From Casetext: Smarter Legal Research

Simone v. Kirschner

Supreme Court of Connecticut Third Judicial District, New Haven, January Term, 1924
Mar 1, 1924
124 A. 20 (Conn. 1924)

Opinion

The rule that parol evidence is inadmissible to vary a writing, does not forbid proof of a subsequent oral agreement between the parties, although that may alter the effect of the original writing or contract. Accordingly, the maker of a promissory note when sued thereon, may allege and prove a subsequent oral agreement, based on a sufficient consideration, to extend the time of payment of the note.

Argued January 29th, 1924

Decided March 1st, 1924.

ACTION by the payee against the maker of a promissory note, brought to and tried by the District Court of Waterbury, Peasley, J.; facts found and judgment rendered for the plaintiff for $416, and appeal by the defendant. Error and new trial ordered.

By the note sued upon, dated November 21st, 1921, the defendant promised to pay the plaintiff $400 six months after date. The defendant, by his answer, admitted the giving of the note, but alleged by way of special defense that the plaintiff was employed by the defendant as an agent for the sale of automobiles; that some time after the execution of the note the defendant placed an automobile in the possession of the plaintiff under an agreement that the plaintiff would endeavor to sell the automobile and from the proceeds of such sale deduct and pay himself the amount of the note, and that he would not demand payment of the note until he had either sold the automobile or returned it to the defendant; that the plaintiff took the automobile into his possession under this agreement and still retains it.

### WHAT THIS EXERCISE ASKS
- 1) Rewrite the passage of the court opinion starting at "Supreme Court of" and ending at "of the note.", using "extrinsic evidence" in place of "parol evidence".
- 2) Return each line of the rows that contains the string "armrest". Matching is case-sensitive.

### SOURCE RECORDS
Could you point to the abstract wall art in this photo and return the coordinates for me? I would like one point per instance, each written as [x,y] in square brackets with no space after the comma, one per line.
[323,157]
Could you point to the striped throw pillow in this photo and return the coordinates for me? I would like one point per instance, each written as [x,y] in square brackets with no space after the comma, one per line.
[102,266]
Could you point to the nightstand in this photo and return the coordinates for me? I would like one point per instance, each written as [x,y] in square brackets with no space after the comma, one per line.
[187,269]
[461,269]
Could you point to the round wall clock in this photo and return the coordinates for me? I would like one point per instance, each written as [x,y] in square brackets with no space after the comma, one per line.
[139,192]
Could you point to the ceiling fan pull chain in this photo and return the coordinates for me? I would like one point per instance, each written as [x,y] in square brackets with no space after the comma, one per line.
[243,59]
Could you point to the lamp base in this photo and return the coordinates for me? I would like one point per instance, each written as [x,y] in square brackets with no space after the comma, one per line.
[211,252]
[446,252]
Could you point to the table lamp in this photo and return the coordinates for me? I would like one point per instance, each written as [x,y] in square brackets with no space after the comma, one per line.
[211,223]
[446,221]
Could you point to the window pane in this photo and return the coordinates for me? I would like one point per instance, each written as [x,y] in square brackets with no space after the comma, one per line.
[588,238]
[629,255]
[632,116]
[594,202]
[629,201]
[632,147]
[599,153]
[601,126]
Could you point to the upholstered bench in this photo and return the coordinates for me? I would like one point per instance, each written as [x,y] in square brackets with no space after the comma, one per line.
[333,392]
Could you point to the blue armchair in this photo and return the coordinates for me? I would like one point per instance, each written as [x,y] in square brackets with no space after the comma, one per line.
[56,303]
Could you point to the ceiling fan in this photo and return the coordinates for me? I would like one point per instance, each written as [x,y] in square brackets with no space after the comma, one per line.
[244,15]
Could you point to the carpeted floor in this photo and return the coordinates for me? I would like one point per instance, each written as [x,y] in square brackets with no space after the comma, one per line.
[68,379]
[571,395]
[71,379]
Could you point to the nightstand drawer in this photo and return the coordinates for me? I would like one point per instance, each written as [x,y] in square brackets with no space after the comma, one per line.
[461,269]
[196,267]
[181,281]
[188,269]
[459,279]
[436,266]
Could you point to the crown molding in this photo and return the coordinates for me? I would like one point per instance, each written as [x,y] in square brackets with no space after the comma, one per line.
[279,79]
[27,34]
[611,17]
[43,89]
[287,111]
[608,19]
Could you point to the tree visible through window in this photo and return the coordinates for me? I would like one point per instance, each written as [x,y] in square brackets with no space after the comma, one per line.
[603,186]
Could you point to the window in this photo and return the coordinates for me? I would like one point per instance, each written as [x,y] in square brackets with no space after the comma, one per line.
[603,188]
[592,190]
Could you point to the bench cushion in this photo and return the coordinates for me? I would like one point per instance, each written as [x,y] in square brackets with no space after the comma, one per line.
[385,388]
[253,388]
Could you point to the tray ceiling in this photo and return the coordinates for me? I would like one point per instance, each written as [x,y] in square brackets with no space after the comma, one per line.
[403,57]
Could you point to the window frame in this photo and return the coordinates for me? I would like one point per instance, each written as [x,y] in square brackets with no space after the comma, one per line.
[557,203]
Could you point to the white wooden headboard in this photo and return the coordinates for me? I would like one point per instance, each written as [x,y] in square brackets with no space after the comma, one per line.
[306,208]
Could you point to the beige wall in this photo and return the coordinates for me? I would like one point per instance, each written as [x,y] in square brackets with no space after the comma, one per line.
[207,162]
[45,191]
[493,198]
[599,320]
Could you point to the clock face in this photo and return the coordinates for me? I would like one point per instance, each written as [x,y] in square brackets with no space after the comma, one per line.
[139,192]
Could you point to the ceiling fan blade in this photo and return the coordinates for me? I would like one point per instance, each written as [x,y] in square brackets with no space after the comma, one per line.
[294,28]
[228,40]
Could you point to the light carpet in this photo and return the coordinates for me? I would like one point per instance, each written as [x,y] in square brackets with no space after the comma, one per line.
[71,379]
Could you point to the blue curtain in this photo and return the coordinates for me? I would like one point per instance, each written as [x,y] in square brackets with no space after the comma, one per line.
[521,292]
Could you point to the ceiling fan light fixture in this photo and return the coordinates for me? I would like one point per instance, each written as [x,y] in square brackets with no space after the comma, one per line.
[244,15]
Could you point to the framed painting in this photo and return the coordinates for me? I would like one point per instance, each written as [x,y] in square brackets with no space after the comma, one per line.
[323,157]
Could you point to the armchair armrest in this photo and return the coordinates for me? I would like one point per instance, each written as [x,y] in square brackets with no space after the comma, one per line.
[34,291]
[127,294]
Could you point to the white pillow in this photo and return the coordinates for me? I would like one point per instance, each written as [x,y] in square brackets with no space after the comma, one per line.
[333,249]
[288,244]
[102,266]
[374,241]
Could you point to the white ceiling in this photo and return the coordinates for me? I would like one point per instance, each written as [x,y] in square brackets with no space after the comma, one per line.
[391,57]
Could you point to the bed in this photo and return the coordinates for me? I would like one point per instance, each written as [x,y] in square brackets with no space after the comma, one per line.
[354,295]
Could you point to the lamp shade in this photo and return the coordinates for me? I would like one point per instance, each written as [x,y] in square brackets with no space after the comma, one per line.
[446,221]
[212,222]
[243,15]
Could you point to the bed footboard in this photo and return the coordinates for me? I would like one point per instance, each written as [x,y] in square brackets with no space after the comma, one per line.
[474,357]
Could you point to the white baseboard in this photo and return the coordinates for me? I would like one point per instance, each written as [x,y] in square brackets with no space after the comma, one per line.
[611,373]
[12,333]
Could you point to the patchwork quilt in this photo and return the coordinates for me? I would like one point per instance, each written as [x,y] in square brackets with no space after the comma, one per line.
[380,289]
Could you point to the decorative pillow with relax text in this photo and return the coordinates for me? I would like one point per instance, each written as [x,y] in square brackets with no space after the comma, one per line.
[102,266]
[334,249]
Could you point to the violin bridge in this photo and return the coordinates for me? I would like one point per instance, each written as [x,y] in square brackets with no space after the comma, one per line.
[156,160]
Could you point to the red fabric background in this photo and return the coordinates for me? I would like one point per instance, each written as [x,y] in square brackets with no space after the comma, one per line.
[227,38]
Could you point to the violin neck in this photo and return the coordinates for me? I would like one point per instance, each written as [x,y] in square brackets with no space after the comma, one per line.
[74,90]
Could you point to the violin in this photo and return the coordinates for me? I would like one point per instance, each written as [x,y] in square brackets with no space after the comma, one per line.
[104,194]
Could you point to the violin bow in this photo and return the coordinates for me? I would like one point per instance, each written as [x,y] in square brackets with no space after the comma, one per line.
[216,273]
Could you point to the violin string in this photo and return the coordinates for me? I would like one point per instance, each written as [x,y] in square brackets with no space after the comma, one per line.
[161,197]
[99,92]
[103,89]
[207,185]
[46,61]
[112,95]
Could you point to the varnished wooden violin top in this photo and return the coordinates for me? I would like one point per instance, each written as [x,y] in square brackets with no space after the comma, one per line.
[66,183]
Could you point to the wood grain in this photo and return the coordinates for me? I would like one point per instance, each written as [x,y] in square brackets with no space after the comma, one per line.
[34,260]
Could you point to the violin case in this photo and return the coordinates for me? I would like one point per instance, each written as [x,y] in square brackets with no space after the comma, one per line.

### RESPONSES IN ORDER
- 1)
Supreme Court of Connecticut Third Judicial District, New Haven, January Term, 1924
Mar 1, 1924
124 A. 20 (Conn. 1924)

Opinion

The rule that extrinsic evidence is inadmissible to vary a writing, does not forbid proof of a subsequent oral agreement between the parties, although that may alter the effect of the original writing or contract. Accordingly, the maker of a promissory note when sued thereon, may allege and prove a subsequent oral agreement, based on a sufficient consideration, to extend the time of payment of the note.

- 2)
Could you point to the armchair armrest in this photo and return the coordinates for me? I would like one point per instance, each written as [x,y] in square brackets with no space after the comma, one per line.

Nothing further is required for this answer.